** Opening Supplied records block **
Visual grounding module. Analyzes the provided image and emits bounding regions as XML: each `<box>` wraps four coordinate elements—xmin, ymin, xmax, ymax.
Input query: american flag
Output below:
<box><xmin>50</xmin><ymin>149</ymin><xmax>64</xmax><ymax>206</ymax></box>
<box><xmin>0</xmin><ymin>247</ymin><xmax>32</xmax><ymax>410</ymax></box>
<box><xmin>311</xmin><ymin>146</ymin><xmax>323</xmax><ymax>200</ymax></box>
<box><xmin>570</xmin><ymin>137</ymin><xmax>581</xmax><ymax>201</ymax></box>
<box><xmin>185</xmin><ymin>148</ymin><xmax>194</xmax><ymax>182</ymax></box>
** Closing Supplied records block **
Could the data above be set down exactly, in full?

#### [Response area]
Visual grounding module. Analyzes the provided image and emits bounding regions as XML: each `<box>` wraps four coordinate elements—xmin, ymin, xmax, ymax.
Input query: american flag
Output below:
<box><xmin>50</xmin><ymin>149</ymin><xmax>64</xmax><ymax>206</ymax></box>
<box><xmin>0</xmin><ymin>247</ymin><xmax>32</xmax><ymax>410</ymax></box>
<box><xmin>311</xmin><ymin>146</ymin><xmax>323</xmax><ymax>200</ymax></box>
<box><xmin>570</xmin><ymin>137</ymin><xmax>581</xmax><ymax>201</ymax></box>
<box><xmin>185</xmin><ymin>148</ymin><xmax>194</xmax><ymax>182</ymax></box>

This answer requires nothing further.